-- Begin Text extract --
# Made the big buy today



## Silverweasel (Aug 31, 2004)

After much consideration and thought, today I ordered a new JD 5205 with 522 loader. The 522 replaces the 521 which is being discontinued. I configured the machine as follows:

Limited Slip MFWD Axle
Folding ROPS
R4 Industrial tires front & rear
Single Rear SCV w/ Detented Float and Lever Control
Dual Mid SCV with Joystick Control
Telescoping Draft Links
Cold Weather Package
Horizontal Side Exhaust
Tool Box Kit

The dealer expects delivery around November 1. I tried out the JD 4720 and 4520 which were both very nice machines. However, the 5205 was the best option for my applications.


----------



## Live Oak (Dec 22, 2003)

Congratulations on the new piece of green iron! Sounds like a sweet machine. :thumbsup: I noticed you spec'd. R-4 industrial tires. What are your planned uses for this tractor?
-- End Text extract --
Request 1 => Return the full tractor thread word for word.
The records below are unrelated to the tractor thread.
-- Begin Records for the task --
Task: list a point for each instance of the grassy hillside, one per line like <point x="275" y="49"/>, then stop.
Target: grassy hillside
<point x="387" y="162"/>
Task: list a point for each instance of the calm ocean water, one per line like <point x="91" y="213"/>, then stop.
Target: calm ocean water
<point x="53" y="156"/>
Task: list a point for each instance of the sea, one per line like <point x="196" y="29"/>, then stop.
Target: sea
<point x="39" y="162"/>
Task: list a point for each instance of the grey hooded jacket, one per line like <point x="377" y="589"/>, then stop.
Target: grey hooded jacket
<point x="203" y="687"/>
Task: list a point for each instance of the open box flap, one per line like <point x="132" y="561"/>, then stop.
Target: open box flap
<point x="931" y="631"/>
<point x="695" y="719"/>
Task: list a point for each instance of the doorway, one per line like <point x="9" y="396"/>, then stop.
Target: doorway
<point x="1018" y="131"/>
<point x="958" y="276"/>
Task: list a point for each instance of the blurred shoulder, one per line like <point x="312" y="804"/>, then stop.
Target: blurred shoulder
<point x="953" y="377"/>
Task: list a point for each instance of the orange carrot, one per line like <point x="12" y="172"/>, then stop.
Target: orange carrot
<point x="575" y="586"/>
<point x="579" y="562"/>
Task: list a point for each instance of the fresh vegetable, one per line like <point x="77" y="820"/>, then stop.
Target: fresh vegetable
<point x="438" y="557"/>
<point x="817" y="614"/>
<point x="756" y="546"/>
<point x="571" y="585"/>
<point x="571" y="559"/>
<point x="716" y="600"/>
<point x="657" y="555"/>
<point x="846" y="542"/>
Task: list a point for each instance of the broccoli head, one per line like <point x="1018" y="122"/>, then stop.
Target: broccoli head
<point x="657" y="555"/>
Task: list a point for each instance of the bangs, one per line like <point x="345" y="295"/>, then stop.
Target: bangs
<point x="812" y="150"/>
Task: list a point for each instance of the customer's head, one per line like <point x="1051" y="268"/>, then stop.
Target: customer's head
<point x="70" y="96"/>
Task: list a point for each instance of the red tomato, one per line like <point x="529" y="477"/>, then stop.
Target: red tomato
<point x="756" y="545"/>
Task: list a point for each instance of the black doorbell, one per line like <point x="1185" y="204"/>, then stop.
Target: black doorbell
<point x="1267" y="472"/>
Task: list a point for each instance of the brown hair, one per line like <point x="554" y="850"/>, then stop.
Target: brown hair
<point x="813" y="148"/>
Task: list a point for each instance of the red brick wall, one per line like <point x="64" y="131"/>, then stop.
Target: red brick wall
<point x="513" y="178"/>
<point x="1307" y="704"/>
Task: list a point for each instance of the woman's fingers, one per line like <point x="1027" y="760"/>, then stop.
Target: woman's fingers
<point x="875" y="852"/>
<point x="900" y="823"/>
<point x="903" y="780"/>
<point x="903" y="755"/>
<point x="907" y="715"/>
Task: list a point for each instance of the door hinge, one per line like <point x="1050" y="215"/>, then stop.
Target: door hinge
-- End Records for the task --
Request 2 => Retype the records exactly, starting at the line containing "Task: list a point for each instance of the brown" and continuing through the last line of the records, with both ends included.

Full answer 1 =>
# Made the big buy today



## Silverweasel (Aug 31, 2004)

After much consideration and thought, today I ordered a new JD 5205 with 522 loader. The 522 replaces the 521 which is being discontinued. I configured the machine as follows:

Limited Slip MFWD Axle
Folding ROPS
R4 Industrial tires front & rear
Single Rear SCV w/ Detented Float and Lever Control
Dual Mid SCV with Joystick Control
Telescoping Draft Links
Cold Weather Package
Horizontal Side Exhaust
Tool Box Kit

The dealer expects delivery around November 1. I tried out the JD 4720 and 4520 which were both very nice machines. However, the 5205 was the best option for my applications.


----------



## Live Oak (Dec 22, 2003)

Congratulations on the new piece of green iron! Sounds like a sweet machine. :thumbsup: I noticed you spec'd. R-4 industrial tires. What are your planned uses for this tractor?

Full answer 2 =>
Task: list a point for each instance of the brown hair, one per line like <point x="554" y="850"/>, then stop.
Target: brown hair
<point x="813" y="148"/>
Task: list a point for each instance of the red brick wall, one per line like <point x="64" y="131"/>, then stop.
Target: red brick wall
<point x="513" y="178"/>
<point x="1307" y="704"/>
Task: list a point for each instance of the woman's fingers, one per line like <point x="1027" y="760"/>, then stop.
Target: woman's fingers
<point x="875" y="852"/>
<point x="900" y="823"/>
<point x="903" y="780"/>
<point x="903" y="755"/>
<point x="907" y="715"/>
Task: list a point for each instance of the door hinge, one per line like <point x="1050" y="215"/>, then stop.
Target: door hinge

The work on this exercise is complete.